STATED EXERCISE 1: Please format the entries from the line with "Mark the deciduous" to the line with "[212, 407, 562, 525]", both lines included, as a JSON list of strings with one string per line and no blank lines.

TEXT PASSAGE:
** start **

French-Canadian entrepreneur from the Democratic Republic of Congo

Anthony Lomanghe Omenya (born 1989) is a French-Canadian entrepreneur, investor and author originally from the Democratic Republic of the Congo. He is known for being the founder of the Moko platform specializing in the development of mobile applications and digital distribution. He is also the CEO of Omenya Group, Omenya Consulting and Omenya Space.

== Biography ==
=== Childhood and studies ===
Born in 1989 in Meaux, France, he spent most of his childhood there before moving to Montreal twenty years later to study economics at University of Montréal

=== Professional career ===
After experiencing a number of difficulties in his early business ventures, notably with his company, The Best Smart Corporation Paris in sports and music sectors, sectors, he launched his first platform INsidde, a social media platform for sports fans in Quebec.

In 2014, he co-founded the mobile app Moko with his friend André Mwana, an Afro-Caribbean and urban music platform that means "one" in Lingala and English. The full name of the platform is One Africa, symbolizing the coming together of all African nations into one culture. With the support of HEC Montréal and Groupe 3737, Moko climbed into the top 30 of Apple's most downloaded applications in just 24 hours after its launch.

** end **

MATERIAL PROVIDED:
** start **

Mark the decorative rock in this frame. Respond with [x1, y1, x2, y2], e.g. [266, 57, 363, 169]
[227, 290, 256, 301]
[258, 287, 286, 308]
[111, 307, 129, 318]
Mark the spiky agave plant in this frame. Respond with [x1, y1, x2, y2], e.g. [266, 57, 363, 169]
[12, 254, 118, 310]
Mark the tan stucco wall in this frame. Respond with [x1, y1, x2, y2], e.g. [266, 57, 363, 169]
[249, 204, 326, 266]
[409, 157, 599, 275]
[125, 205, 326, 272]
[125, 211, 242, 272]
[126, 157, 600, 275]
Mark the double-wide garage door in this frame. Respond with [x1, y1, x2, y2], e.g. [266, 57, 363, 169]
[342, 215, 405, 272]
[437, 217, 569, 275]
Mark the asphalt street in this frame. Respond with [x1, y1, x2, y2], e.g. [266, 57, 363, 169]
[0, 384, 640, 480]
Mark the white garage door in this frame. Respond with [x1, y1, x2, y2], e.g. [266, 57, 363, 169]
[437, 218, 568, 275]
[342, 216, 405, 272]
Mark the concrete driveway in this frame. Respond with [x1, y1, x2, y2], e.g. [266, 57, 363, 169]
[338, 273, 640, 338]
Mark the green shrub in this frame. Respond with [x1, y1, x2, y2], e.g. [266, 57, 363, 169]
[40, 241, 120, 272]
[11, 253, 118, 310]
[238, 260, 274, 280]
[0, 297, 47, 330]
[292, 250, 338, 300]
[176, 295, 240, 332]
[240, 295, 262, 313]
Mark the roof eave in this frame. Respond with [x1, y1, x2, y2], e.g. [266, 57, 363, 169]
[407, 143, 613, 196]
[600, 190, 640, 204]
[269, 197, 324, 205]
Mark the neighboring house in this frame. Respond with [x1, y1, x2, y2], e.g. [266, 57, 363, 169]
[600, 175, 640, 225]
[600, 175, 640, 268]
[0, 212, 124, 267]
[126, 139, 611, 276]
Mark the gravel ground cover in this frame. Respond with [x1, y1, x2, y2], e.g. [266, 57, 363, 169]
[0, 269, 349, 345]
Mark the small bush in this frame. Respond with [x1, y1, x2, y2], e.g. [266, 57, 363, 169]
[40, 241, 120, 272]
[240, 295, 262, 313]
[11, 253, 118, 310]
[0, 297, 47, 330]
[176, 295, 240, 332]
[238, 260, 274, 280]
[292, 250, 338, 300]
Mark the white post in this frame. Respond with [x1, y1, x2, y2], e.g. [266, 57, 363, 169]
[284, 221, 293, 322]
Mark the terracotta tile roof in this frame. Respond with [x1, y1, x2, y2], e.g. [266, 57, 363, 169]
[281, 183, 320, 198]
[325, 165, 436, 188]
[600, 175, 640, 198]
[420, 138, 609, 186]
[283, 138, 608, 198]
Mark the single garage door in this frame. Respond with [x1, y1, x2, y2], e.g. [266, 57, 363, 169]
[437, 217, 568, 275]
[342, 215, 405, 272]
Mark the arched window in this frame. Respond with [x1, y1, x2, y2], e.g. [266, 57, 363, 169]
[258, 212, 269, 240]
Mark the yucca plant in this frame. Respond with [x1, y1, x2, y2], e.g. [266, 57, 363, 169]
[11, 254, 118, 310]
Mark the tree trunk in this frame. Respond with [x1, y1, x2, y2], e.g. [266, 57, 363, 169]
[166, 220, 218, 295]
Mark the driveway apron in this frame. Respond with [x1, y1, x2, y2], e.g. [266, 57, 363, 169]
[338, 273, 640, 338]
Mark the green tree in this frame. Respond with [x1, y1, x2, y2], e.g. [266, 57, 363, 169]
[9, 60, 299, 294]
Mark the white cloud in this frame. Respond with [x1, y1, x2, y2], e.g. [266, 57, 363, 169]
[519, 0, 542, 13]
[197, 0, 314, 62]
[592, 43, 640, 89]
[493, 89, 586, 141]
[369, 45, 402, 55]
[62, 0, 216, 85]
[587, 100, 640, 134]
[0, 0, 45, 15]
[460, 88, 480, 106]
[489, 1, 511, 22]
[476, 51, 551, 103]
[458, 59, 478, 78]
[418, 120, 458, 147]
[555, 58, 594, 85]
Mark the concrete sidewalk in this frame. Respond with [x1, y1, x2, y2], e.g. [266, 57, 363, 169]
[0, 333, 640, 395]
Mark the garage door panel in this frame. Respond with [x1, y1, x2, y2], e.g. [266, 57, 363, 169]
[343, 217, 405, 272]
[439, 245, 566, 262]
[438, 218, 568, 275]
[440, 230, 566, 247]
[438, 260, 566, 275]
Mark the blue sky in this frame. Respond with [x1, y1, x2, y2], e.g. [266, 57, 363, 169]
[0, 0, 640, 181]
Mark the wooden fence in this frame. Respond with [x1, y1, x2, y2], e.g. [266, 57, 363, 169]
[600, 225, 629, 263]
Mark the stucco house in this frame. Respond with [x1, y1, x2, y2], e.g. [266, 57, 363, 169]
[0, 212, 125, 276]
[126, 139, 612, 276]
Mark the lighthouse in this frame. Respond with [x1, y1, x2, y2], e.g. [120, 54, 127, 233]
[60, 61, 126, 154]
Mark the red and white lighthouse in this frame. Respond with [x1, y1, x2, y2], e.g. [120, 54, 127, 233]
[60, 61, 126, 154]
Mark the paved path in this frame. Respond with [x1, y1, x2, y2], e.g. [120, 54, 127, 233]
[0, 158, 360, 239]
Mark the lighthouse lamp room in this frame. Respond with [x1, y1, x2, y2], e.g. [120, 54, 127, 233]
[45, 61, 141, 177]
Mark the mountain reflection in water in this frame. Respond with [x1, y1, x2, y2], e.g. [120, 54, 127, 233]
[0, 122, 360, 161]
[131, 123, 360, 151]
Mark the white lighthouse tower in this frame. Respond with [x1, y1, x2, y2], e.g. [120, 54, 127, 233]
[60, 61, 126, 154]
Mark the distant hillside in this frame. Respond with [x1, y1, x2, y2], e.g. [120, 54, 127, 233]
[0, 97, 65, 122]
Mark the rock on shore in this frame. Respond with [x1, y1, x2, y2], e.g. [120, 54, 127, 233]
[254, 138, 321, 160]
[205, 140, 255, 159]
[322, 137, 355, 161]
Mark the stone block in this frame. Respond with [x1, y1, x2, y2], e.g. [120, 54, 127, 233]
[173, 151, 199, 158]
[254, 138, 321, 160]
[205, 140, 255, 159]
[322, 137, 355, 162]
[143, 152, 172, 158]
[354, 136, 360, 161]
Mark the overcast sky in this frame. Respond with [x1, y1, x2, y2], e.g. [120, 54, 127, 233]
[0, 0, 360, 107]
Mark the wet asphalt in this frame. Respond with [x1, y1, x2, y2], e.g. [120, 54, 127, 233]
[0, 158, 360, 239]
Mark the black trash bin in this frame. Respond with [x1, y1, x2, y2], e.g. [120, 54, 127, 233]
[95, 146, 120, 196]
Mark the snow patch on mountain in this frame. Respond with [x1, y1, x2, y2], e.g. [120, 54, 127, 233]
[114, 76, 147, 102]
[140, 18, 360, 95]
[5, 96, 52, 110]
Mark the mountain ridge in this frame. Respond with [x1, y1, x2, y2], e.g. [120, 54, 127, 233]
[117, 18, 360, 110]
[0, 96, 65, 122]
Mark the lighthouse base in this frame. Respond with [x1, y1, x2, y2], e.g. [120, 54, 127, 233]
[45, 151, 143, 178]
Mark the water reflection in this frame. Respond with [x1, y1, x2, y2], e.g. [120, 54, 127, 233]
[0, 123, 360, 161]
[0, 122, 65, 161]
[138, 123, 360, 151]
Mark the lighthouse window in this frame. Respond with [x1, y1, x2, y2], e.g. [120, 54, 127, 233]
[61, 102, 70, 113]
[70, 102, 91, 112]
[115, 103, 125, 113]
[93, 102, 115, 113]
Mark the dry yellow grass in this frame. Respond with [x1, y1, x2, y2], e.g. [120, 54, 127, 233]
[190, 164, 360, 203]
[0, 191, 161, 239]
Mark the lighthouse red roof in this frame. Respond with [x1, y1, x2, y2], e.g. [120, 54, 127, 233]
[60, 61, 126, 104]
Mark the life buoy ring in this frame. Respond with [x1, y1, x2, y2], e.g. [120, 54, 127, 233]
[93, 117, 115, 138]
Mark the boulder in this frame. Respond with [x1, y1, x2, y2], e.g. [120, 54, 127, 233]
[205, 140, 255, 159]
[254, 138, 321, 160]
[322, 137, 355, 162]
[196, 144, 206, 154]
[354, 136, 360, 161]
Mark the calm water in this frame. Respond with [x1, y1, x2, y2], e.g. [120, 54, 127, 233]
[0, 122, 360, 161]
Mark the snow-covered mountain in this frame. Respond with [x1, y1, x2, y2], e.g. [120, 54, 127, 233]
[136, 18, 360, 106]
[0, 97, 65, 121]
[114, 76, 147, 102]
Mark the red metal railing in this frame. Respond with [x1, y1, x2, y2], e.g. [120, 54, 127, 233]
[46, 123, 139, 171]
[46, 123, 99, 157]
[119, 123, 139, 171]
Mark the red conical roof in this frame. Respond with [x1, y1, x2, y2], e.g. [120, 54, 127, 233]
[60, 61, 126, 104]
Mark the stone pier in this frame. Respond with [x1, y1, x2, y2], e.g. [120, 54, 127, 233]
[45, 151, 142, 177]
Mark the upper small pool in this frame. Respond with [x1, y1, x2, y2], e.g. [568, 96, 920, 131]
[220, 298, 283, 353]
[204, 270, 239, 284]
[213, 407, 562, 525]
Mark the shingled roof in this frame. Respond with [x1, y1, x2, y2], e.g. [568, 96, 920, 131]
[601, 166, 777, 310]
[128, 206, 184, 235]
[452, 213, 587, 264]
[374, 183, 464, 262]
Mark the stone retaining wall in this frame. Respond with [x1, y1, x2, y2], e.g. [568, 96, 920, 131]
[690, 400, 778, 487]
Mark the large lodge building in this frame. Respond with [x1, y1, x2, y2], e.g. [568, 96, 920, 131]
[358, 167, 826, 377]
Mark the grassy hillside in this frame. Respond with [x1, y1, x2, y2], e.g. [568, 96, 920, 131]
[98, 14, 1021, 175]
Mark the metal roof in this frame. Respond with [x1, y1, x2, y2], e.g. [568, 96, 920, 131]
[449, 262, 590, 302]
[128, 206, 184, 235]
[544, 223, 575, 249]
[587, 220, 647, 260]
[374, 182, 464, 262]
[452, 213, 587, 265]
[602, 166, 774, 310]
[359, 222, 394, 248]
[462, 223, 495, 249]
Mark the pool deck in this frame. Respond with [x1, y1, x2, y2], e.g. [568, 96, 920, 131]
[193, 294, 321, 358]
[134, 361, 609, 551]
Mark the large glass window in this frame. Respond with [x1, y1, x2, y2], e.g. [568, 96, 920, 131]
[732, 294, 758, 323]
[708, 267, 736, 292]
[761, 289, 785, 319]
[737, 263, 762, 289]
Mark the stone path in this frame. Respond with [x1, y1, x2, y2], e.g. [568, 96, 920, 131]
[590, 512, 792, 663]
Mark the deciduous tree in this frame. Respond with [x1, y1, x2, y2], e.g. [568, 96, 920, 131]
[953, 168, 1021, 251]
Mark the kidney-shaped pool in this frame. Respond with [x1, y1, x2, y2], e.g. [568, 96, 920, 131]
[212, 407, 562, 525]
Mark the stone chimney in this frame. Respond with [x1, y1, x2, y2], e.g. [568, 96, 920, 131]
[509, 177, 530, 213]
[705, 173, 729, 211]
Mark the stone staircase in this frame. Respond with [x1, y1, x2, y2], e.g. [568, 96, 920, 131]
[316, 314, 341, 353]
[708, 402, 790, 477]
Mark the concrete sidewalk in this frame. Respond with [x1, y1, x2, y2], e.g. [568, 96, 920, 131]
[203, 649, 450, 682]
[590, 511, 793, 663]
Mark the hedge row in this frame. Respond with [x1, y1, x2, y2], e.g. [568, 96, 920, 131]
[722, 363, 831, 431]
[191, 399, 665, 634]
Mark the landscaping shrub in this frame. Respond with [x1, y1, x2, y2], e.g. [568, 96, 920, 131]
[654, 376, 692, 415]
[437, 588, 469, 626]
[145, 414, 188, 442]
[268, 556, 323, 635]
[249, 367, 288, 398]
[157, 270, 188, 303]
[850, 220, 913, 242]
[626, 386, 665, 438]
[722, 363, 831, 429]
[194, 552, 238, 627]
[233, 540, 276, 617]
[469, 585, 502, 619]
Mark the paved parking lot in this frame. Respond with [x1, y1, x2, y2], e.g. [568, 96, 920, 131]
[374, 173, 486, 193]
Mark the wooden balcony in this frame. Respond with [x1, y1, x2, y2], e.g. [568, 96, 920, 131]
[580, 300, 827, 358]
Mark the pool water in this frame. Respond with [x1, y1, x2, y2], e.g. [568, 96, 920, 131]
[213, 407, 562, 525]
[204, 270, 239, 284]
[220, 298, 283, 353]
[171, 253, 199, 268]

** end **

STATED EXERCISE 2: Explain why the Moko platform's full name is One Africa, according to the biography.

FINISHED ANSWER 1:
[
  "Mark the deciduous tree in this frame. Respond with [x1, y1, x2, y2], e.g. [568, 96, 920, 131]",
  "[953, 168, 1021, 251]",
  "Mark the kidney-shaped pool in this frame. Respond with [x1, y1, x2, y2], e.g. [568, 96, 920, 131]",
  "[212, 407, 562, 525]"
]

FINISHED ANSWER 2: The full name One Africa symbolizes the coming together of all African nations into one culture. It fits the name Moko, which means "one" in Lingala and English.